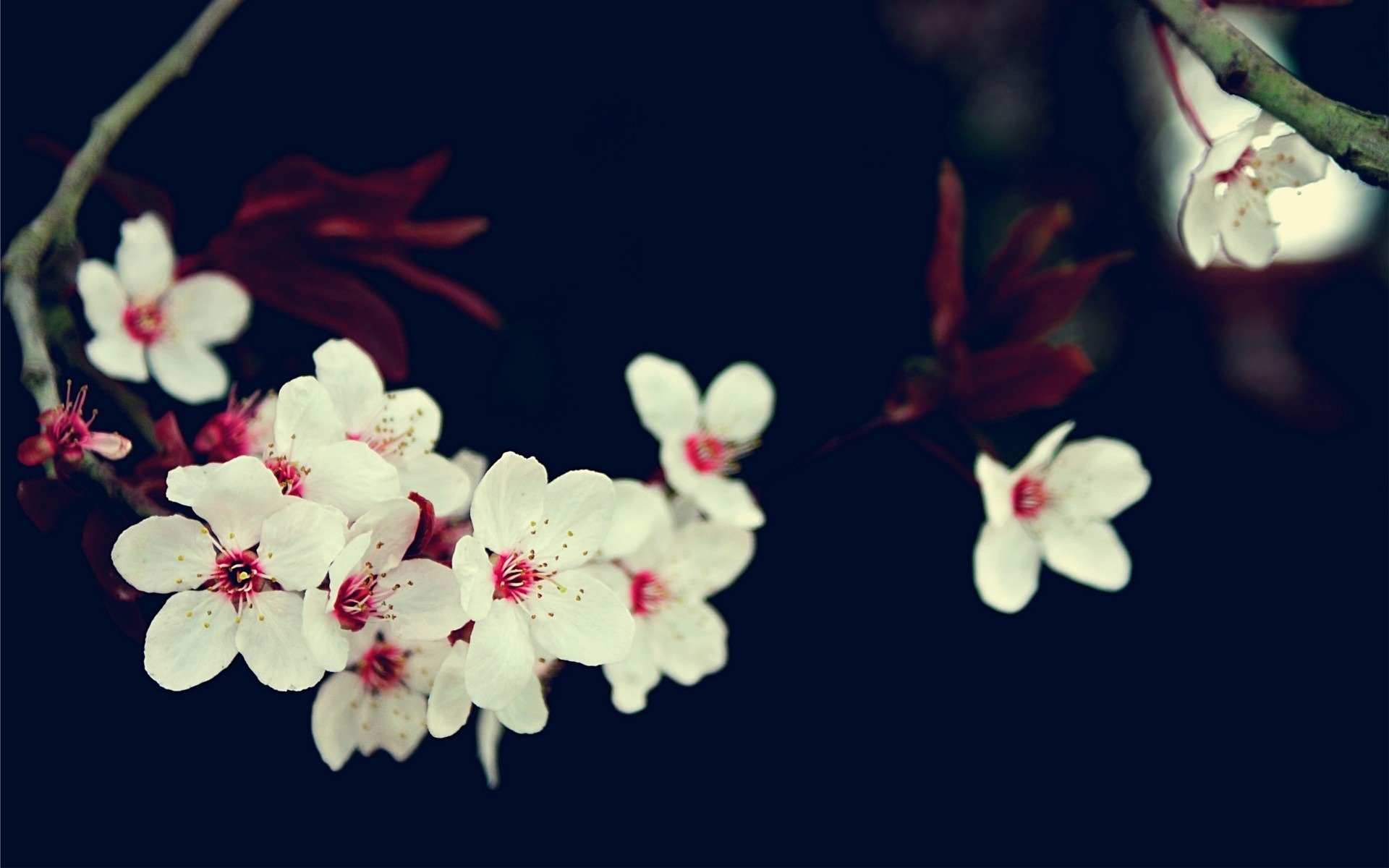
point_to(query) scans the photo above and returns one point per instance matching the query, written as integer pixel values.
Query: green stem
(1359, 140)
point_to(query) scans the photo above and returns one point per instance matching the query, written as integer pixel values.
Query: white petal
(706, 557)
(439, 481)
(1097, 478)
(1088, 552)
(188, 371)
(579, 618)
(689, 641)
(739, 403)
(449, 702)
(185, 484)
(475, 581)
(635, 676)
(336, 718)
(664, 395)
(1006, 566)
(425, 603)
(237, 499)
(489, 738)
(409, 424)
(391, 527)
(191, 639)
(208, 309)
(578, 513)
(305, 418)
(349, 475)
(640, 510)
(164, 555)
(119, 354)
(271, 639)
(326, 638)
(145, 258)
(509, 502)
(501, 659)
(527, 712)
(103, 297)
(299, 542)
(352, 381)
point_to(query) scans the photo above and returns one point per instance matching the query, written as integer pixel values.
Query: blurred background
(727, 182)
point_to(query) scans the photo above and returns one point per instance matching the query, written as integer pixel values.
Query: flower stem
(1174, 78)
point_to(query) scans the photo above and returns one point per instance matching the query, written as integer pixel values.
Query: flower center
(289, 475)
(1028, 498)
(513, 576)
(143, 323)
(360, 599)
(238, 575)
(647, 593)
(382, 667)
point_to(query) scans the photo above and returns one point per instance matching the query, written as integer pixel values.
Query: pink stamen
(143, 323)
(647, 593)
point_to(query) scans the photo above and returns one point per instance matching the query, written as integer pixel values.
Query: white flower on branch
(1055, 507)
(149, 324)
(235, 579)
(1227, 199)
(380, 702)
(702, 439)
(535, 588)
(666, 579)
(371, 585)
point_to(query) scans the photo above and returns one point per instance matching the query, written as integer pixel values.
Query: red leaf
(1007, 381)
(1048, 299)
(945, 274)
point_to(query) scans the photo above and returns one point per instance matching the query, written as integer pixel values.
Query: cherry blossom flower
(66, 435)
(1227, 197)
(1055, 507)
(371, 585)
(149, 324)
(380, 700)
(403, 425)
(234, 579)
(666, 581)
(312, 456)
(702, 439)
(535, 588)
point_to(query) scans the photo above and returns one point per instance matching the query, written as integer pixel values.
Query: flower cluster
(327, 538)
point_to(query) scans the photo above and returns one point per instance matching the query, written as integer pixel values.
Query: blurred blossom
(149, 324)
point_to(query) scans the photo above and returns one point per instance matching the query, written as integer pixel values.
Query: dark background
(753, 182)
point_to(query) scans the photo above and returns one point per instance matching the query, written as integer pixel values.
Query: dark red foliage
(302, 223)
(990, 362)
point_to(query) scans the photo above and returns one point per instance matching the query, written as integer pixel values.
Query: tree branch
(1359, 140)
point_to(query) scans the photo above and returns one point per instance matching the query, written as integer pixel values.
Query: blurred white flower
(380, 702)
(537, 590)
(371, 585)
(1055, 507)
(234, 579)
(702, 439)
(1227, 197)
(149, 324)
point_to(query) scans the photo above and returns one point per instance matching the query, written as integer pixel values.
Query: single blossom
(703, 439)
(312, 456)
(666, 581)
(371, 585)
(1055, 507)
(66, 435)
(378, 700)
(403, 425)
(1227, 199)
(149, 324)
(534, 588)
(234, 579)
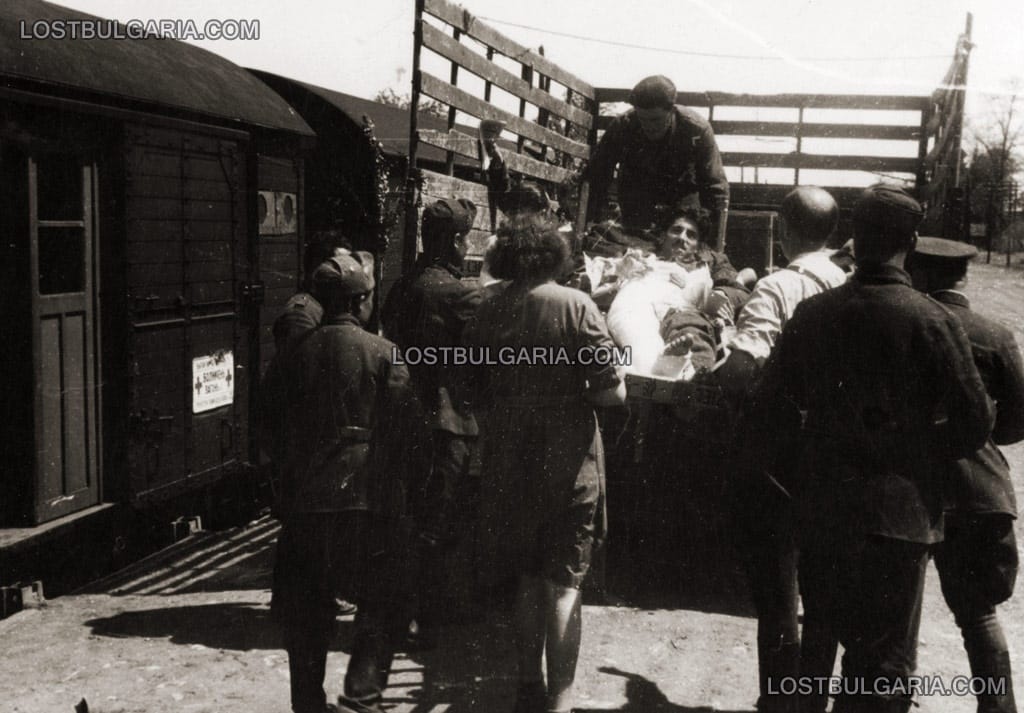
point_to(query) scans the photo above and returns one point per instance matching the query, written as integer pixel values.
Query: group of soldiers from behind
(865, 444)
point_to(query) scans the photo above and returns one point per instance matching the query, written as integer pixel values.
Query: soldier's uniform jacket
(429, 308)
(982, 484)
(336, 414)
(882, 390)
(682, 169)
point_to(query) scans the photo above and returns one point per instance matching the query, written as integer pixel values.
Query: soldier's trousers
(769, 557)
(351, 554)
(977, 565)
(869, 591)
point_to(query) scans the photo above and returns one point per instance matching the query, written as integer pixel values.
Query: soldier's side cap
(653, 92)
(940, 249)
(888, 206)
(350, 274)
(450, 212)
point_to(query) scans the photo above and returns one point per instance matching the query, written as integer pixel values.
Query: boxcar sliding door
(187, 262)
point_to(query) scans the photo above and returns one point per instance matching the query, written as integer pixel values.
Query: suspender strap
(809, 275)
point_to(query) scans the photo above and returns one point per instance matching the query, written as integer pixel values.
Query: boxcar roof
(162, 73)
(390, 123)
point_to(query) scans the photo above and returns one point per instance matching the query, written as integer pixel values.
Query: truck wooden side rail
(552, 120)
(547, 112)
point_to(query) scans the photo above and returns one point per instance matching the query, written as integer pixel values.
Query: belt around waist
(539, 402)
(356, 433)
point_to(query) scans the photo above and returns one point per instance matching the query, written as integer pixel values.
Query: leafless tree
(997, 158)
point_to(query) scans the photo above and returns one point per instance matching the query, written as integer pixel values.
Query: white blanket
(648, 288)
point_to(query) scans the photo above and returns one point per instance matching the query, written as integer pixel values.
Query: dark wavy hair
(699, 216)
(528, 248)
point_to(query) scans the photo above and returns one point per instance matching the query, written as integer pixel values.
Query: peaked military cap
(888, 207)
(653, 92)
(347, 274)
(449, 214)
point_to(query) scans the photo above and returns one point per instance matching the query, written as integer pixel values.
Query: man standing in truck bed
(667, 159)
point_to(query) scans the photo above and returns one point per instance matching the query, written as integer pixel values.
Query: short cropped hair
(528, 248)
(698, 216)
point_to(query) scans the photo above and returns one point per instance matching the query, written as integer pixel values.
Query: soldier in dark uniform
(978, 559)
(341, 501)
(427, 308)
(872, 387)
(667, 159)
(302, 311)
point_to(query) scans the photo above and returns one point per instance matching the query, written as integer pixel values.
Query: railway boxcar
(154, 221)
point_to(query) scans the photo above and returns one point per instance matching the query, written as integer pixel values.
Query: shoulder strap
(809, 275)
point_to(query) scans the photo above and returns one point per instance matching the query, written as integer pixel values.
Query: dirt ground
(189, 631)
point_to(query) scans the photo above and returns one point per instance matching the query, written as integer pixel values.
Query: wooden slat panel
(49, 449)
(209, 167)
(768, 197)
(154, 208)
(211, 292)
(468, 147)
(442, 91)
(464, 56)
(816, 161)
(278, 174)
(145, 277)
(817, 130)
(465, 22)
(76, 446)
(166, 186)
(715, 98)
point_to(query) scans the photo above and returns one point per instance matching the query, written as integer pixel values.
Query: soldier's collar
(879, 274)
(951, 297)
(341, 319)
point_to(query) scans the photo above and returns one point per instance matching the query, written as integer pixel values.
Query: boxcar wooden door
(62, 277)
(187, 263)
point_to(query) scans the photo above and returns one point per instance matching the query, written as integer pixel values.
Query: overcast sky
(838, 46)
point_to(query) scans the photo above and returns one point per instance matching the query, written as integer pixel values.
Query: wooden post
(409, 252)
(450, 156)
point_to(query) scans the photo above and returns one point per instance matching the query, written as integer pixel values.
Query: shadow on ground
(643, 696)
(235, 626)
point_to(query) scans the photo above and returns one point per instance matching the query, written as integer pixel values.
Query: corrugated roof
(390, 123)
(158, 72)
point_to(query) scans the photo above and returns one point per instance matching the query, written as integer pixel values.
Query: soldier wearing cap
(764, 517)
(667, 159)
(427, 309)
(978, 559)
(302, 312)
(870, 389)
(342, 404)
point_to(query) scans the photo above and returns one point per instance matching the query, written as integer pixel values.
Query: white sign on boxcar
(213, 381)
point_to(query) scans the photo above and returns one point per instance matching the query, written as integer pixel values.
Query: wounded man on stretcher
(665, 299)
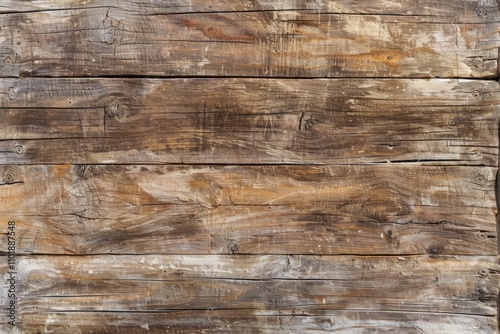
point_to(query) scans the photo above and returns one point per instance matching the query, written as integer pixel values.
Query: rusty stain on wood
(293, 166)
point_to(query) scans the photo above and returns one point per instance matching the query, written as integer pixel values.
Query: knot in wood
(478, 63)
(8, 178)
(477, 95)
(480, 179)
(475, 324)
(306, 122)
(12, 94)
(19, 149)
(233, 247)
(114, 110)
(481, 12)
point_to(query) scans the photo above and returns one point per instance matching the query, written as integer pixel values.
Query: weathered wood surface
(381, 209)
(334, 166)
(251, 38)
(216, 322)
(248, 121)
(264, 290)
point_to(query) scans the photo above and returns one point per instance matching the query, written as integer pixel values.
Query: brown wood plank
(378, 209)
(248, 121)
(260, 285)
(238, 38)
(216, 322)
(458, 10)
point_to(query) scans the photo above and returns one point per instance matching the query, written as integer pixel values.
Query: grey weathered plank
(384, 209)
(455, 10)
(235, 38)
(245, 322)
(261, 286)
(242, 121)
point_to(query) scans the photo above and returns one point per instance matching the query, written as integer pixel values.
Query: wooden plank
(216, 322)
(378, 209)
(459, 10)
(440, 286)
(248, 121)
(238, 38)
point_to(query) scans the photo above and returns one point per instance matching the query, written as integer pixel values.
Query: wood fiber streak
(255, 286)
(253, 39)
(454, 10)
(249, 166)
(239, 321)
(251, 210)
(248, 121)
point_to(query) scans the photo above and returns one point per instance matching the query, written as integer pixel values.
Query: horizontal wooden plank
(249, 39)
(459, 10)
(216, 322)
(378, 209)
(264, 284)
(248, 121)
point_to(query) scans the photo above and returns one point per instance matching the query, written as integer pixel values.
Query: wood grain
(216, 321)
(454, 10)
(252, 38)
(259, 288)
(127, 209)
(248, 121)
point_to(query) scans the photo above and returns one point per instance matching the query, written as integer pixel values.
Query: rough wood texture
(273, 209)
(249, 166)
(216, 322)
(262, 289)
(251, 38)
(249, 121)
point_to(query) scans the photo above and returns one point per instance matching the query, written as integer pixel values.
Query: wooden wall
(249, 166)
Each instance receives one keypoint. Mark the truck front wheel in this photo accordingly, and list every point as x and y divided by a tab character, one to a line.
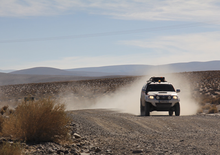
147	109
177	109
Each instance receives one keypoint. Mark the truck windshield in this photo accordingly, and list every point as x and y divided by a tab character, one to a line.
160	87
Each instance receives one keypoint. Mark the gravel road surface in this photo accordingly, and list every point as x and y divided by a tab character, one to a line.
121	133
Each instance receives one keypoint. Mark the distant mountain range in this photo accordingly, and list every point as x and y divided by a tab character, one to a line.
46	74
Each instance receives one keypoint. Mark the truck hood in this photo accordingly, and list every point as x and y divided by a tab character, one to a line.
162	93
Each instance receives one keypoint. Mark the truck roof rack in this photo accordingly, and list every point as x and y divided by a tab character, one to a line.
156	79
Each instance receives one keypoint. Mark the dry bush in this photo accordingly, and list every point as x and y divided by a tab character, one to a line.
3	109
200	110
37	121
10	149
213	109
207	106
1	122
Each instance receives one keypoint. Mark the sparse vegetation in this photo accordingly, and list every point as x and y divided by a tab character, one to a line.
3	109
213	109
10	149
37	121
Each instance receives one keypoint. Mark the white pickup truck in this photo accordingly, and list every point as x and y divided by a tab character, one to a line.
159	95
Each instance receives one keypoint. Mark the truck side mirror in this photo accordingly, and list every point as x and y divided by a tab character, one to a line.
177	90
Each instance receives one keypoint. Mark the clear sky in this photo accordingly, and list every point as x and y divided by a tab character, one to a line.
70	34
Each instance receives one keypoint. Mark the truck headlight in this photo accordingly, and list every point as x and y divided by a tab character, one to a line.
175	97
151	97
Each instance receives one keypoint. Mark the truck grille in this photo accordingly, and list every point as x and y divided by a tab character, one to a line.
163	104
163	97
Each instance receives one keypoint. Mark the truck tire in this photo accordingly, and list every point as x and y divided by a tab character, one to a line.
177	109
147	109
142	109
170	112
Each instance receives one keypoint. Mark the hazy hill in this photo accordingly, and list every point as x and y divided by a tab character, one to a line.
148	69
11	79
55	71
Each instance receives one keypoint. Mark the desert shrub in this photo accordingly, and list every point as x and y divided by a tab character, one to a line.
1	122
213	109
200	110
10	149
3	109
37	121
207	106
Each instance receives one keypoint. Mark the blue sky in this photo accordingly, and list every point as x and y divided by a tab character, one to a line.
69	34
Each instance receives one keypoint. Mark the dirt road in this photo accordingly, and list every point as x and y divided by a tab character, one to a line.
____
Work instructions. Word for word, quote the lines from the line containing "Each instance receives one keypoint. Mark the desert" through the end of the material, both included, and nothing else.

Response.
Each instance receives one keypoint. Mark the desert shrub in this photo accordingly, and list every point as x and y divided by a tab character, one to a line.
1	122
213	109
200	110
10	149
3	109
37	121
207	106
Each instance receives one keypoint. Mark the blue sky in this photo accordingly, and list every point as x and y divided by a tab character, one to a line.
69	34
Each instance receives one keypoint. Mark the dirt road in this photo accordingly, and list every point as x and y divided by a tab character, one to a line.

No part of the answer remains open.